TAREAS ASIGNADAS.
1. Cita textualmente la parte del fragmento sobre el plato dominicano que empieza con las palabras que contienen "El Funkete es" y termina con "la siesta posterior.".
2. Extrae de los registros cada línea que contenga la palabra "table", distinguiendo entre mayúsculas y minúsculas.

FRAGMENTO.
----------------

El plato insignia de la República Dominicana es para que te calles y te lo comas. Si podés. Nada de porciones famélicas a lo Palermo Millenial: acá hay cantidad, sabor y los cuatro tiempos del menú se sirven a la vez mientras la cumbia de fondo ruge a todo volumen porque patria sí, colonia no, hermanos.
El Funkete es fiel a sus raíces y sigue a rajatabla la Santísima Trinidad de las Antillas: platazo de arroz blanco, fuente abundante de pollo frito acompañada de un caldo tan espeso como un agujero negro, y un cuenco de porotos en sopa de cilantro. Para acompañar, como cuarto plato, una ensalada que puede ser verde —lechuga, tomate, cebolla, morrón— o rusa. Rusa a lo dominicano, hay que aclarar.
Si la comida fuerte es lo tuyo, el almuerzo nacional dominicano juega perfecto e incluso alcanza para compartir. ¿Tu abuela se crio en el norte del país o en las provincias cordilleranas? Entonces la mezcla de especias y ese caldito denso van a ser tan familiares como la siesta posterior.

----------------

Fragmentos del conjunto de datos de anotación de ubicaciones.
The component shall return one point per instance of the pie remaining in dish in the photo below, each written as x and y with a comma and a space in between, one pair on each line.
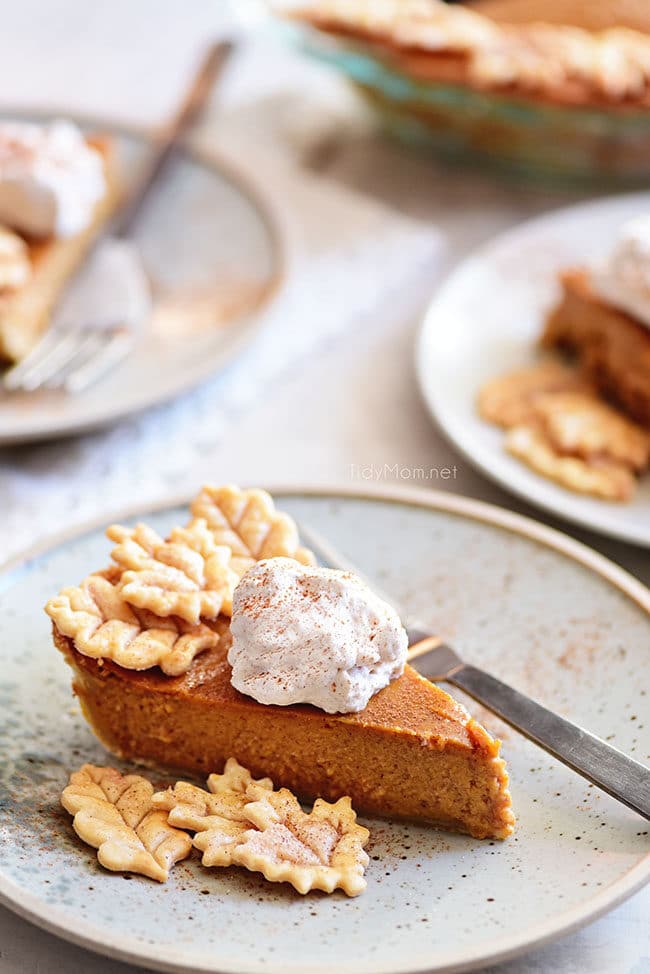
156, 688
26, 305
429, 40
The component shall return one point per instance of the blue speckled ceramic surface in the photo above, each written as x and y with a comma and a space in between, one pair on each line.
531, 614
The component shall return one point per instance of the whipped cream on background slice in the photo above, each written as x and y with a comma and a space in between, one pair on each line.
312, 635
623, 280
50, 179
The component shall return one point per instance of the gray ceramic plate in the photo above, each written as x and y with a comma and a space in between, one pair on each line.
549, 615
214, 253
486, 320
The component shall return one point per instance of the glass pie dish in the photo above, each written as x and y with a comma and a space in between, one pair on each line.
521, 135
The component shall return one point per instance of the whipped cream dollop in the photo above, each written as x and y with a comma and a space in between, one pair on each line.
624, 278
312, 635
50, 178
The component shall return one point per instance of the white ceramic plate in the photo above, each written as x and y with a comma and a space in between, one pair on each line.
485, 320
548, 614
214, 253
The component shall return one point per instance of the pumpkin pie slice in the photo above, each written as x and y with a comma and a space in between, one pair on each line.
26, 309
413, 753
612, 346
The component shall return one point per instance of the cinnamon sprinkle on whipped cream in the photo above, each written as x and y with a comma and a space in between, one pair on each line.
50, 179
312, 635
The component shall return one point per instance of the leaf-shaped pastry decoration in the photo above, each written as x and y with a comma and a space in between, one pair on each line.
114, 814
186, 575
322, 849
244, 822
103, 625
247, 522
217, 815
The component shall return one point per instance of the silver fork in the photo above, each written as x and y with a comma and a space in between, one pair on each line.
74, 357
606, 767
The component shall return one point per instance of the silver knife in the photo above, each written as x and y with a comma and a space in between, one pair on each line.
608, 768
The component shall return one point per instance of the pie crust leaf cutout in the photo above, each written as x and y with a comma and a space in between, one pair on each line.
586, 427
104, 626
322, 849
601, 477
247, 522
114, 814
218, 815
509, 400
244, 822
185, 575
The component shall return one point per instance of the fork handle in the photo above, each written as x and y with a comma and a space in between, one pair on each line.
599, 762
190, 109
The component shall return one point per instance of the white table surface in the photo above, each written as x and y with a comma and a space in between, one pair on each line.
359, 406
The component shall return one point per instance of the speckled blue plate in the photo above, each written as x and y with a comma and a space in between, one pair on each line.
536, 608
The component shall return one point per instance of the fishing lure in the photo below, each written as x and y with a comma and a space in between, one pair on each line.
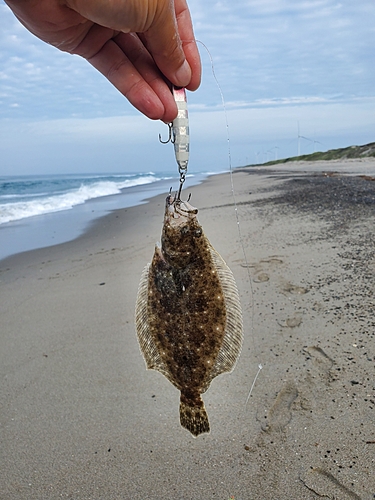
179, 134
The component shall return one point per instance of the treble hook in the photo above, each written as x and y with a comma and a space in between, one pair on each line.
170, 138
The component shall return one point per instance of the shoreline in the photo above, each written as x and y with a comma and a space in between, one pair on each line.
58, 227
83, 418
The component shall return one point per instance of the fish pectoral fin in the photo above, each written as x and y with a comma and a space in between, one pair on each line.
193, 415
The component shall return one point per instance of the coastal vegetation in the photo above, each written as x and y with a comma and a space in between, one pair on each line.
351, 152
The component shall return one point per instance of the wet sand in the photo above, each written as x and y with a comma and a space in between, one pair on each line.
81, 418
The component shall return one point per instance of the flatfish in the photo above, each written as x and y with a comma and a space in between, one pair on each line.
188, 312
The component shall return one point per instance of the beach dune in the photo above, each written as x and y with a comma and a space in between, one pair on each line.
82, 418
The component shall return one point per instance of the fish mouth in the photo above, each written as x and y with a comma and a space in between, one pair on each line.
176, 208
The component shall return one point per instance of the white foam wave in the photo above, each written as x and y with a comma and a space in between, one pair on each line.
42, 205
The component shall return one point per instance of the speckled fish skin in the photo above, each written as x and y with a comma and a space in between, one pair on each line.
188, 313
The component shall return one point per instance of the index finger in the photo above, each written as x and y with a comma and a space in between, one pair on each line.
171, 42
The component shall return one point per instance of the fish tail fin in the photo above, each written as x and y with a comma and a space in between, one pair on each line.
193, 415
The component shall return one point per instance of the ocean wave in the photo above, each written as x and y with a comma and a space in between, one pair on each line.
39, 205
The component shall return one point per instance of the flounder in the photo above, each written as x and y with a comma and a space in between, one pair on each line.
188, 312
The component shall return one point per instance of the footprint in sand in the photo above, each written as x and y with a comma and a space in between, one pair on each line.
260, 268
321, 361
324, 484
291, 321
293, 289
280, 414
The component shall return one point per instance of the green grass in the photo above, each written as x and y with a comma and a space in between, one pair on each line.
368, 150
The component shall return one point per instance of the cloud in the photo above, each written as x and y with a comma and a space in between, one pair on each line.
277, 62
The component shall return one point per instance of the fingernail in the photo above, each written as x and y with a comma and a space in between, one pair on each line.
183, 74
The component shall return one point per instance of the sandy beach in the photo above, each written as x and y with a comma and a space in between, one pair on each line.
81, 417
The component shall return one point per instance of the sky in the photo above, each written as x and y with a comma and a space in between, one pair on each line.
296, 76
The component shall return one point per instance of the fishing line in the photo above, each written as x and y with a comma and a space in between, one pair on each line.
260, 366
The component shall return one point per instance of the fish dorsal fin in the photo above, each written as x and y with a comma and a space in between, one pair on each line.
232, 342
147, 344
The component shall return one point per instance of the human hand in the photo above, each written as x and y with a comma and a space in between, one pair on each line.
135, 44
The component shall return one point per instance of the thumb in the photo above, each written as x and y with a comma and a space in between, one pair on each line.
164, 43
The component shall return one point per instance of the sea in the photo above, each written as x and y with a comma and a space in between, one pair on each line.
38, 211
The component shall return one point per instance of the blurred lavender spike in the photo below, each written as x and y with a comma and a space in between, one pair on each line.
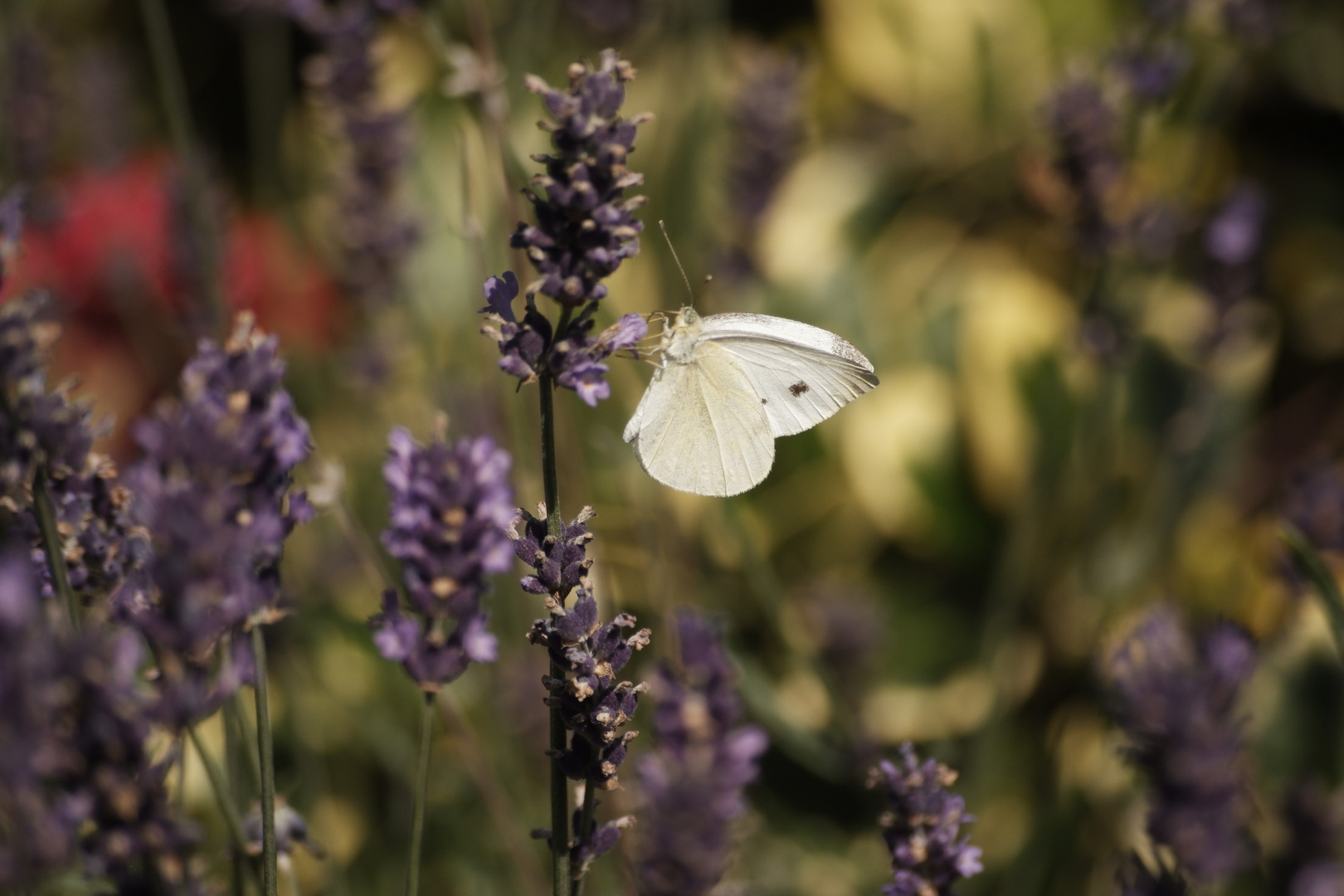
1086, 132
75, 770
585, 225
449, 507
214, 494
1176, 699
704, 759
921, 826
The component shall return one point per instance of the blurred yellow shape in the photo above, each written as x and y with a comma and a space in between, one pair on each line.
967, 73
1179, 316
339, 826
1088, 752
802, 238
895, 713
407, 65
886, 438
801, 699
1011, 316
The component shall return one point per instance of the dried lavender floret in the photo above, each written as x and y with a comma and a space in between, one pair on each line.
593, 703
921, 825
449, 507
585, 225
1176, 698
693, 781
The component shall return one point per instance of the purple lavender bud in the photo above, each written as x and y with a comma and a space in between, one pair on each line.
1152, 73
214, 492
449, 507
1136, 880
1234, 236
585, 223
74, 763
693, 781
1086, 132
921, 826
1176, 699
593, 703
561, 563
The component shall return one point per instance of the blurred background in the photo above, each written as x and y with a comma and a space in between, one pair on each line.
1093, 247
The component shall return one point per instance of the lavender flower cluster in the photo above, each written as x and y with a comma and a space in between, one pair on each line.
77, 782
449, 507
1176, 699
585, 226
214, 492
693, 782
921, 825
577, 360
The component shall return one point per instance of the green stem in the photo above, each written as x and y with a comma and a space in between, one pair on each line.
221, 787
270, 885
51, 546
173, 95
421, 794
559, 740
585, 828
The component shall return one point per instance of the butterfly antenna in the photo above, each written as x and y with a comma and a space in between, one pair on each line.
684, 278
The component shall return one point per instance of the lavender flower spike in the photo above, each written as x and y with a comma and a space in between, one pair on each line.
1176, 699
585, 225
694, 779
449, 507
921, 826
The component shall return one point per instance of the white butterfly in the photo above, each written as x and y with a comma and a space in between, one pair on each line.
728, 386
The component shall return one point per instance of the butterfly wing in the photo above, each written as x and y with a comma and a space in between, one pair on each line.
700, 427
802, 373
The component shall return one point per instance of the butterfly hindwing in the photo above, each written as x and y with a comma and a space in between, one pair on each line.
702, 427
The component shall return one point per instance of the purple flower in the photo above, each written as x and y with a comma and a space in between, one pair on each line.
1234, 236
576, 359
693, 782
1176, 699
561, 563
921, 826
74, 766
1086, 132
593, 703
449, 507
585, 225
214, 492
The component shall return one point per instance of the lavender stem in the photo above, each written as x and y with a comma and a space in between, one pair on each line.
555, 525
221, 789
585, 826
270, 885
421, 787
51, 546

----------------

RESPUESTAS.
1.
El Funkete es fiel a sus raíces y sigue a rajatabla la Santísima Trinidad de las Antillas: platazo de arroz blanco, fuente abundante de pollo frito acompañada de un caldo tan espeso como un agujero negro, y un cuenco de porotos en sopa de cilantro. Para acompañar, como cuarto plato, una ensalada que puede ser verde —lechuga, tomate, cebolla, morrón— o rusa. Rusa a lo dominicano, hay que aclarar.
Si la comida fuerte es lo tuyo, el almuerzo nacional dominicano juega perfecto e incluso alcanza para compartir. ¿Tu abuela se crio en el norte del país o en las provincias cordilleranas? Entonces la mezcla de especias y ese caldito denso van a ser tan familiares como la siesta posterior.

2.
The component shall return one point per instance of the white table surface in the photo above, each written as x and y with a comma and a space in between, one pair on each line.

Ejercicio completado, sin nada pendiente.